• [TASK DIRECTIONS] Type out the complete listing below word for word, without its pictures.
——
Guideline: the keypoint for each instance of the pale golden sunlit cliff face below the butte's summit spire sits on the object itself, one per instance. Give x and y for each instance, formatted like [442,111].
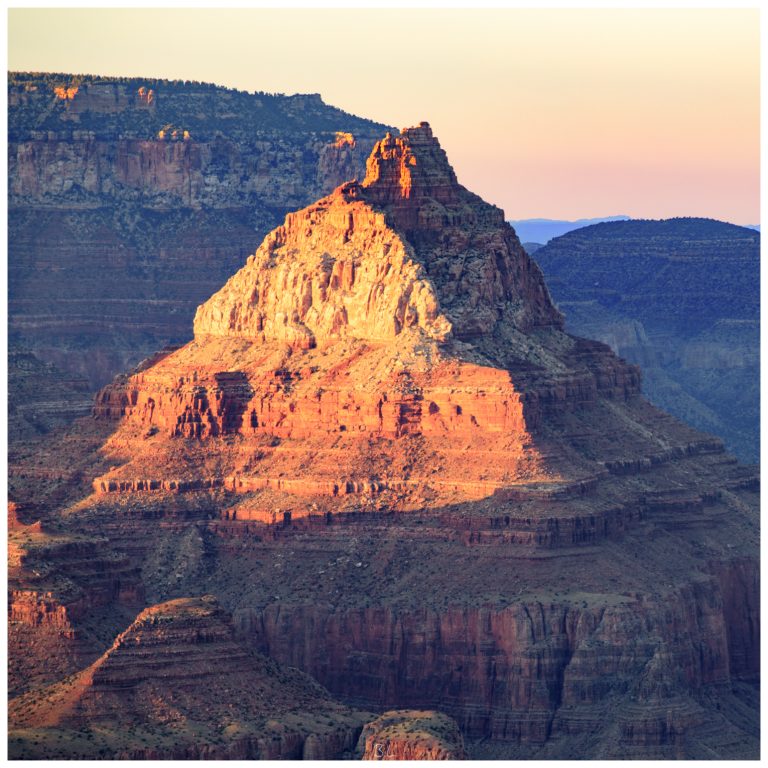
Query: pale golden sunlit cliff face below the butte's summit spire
[369,289]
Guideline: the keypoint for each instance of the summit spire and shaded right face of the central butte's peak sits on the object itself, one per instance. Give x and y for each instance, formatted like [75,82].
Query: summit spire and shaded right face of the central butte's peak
[482,275]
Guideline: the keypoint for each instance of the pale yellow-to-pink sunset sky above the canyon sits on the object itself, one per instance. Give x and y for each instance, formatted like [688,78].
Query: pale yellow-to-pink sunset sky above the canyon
[556,113]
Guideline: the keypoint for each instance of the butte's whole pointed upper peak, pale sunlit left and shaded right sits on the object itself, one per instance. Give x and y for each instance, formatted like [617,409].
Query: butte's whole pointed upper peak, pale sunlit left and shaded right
[356,277]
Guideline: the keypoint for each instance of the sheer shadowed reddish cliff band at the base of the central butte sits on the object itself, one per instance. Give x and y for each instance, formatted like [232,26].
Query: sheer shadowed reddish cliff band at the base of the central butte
[541,668]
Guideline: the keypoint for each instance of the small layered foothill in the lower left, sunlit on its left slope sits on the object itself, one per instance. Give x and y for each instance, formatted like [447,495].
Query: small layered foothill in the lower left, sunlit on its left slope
[188,690]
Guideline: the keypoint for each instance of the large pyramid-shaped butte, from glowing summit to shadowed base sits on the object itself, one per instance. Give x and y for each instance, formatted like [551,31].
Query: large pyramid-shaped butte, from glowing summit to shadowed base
[384,456]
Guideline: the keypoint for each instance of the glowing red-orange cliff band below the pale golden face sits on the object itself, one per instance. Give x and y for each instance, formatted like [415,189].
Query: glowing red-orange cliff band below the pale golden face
[313,400]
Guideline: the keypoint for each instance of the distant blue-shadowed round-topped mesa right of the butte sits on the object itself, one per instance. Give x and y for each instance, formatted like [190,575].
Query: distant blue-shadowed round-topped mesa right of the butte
[680,298]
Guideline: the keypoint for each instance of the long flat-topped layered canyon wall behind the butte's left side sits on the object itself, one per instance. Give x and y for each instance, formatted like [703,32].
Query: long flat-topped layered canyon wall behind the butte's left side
[141,197]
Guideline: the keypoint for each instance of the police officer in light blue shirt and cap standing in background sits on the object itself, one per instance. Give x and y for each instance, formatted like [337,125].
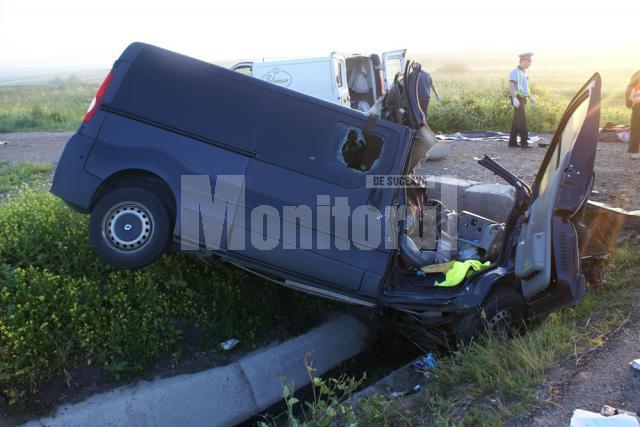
——
• [REPLY TO THE EXERCISE]
Guideline: the keypoint for each instance of the pale golden sunlit cliff face below the butte's summit spire sits on the object itself, one per instance. Give x and y for each instance, formatted like [442,111].
Query: pale golden sunlit cliff face below the butte's summit spire
[369,289]
Guideline: the keypoint for each instance of the summit spire and shaded right face of the central butte's peak sits on the object itself, one per instance. Give x and y for each instance, formatted like [75,82].
Query: summit spire and shaded right face of the central butte's peak
[482,275]
Guideline: the keypoint for each instance of the pale yellow-to-pink sunset sky above the canyon sits on the object itself, one per instance. Give x and y for each instance, formatted like [688,78].
Query: pale yellow-to-pink sunset sky above the canyon
[556,113]
Guideline: the keypoint for each instance of the butte's whole pointed upper peak, pale sunlit left and shaded right sits on the object itself, one per instance. Give x and y for each instance, formatted like [617,409].
Query: butte's whole pointed upper peak, pale sunlit left and shaded right
[356,277]
Guideline: the keypoint for each instance of the sheer shadowed reddish cliff band at the base of the central butte sits on the object itself, one per instance. Give x and y for each instance, formatted like [232,26].
Query: sheer shadowed reddish cliff band at the base of the central butte
[541,668]
Guideline: the keypoint for each instance of the small layered foothill in the lower left, sunlit on its left slope sits on the object itself, one per instance. Give x and y for each instance, formatted like [447,495].
Query: small layered foothill in the lower left, sunlit on its left slope
[188,690]
Guideline: the keypoint for each instance of the large pyramid-shaped butte, from glowing summit to shadowed base sits on the object itself, one per instance. Give x and y for each instance, formatted like [551,31].
Query: large pyramid-shaped butte, from glowing summit to shadowed base
[384,456]
Guideline: the keypoint for each instance of the glowing red-orange cliff band below the pale golden face sits on the object itself, one per instance. Give x and y for each instance, formatted like [415,189].
Query: glowing red-orange cliff band below the pale golden face
[313,400]
Guideline: the keypoint for each instance of the distant blue-shadowed round-topped mesa right of the butte sits on the object itself, one per instance. Give x and y for each instance, formatted like [190,575].
Query: distant blue-shadowed round-topped mesa right of the butte
[680,298]
Guideline: the keypoint for each instance of the long flat-topped layered canyon wall behind the butte's left side sits on the object itself, one per instance. Give x and y for each instance, formatted like [703,32].
Query: long flat-topped layered canyon wall behind the butte's left side
[141,197]
Guideline: the keypoint for each instance of the police officer in light blue shirt and cap standing in background sits on the object itself, one per instance. Give x and y for each instance, formatted like [337,125].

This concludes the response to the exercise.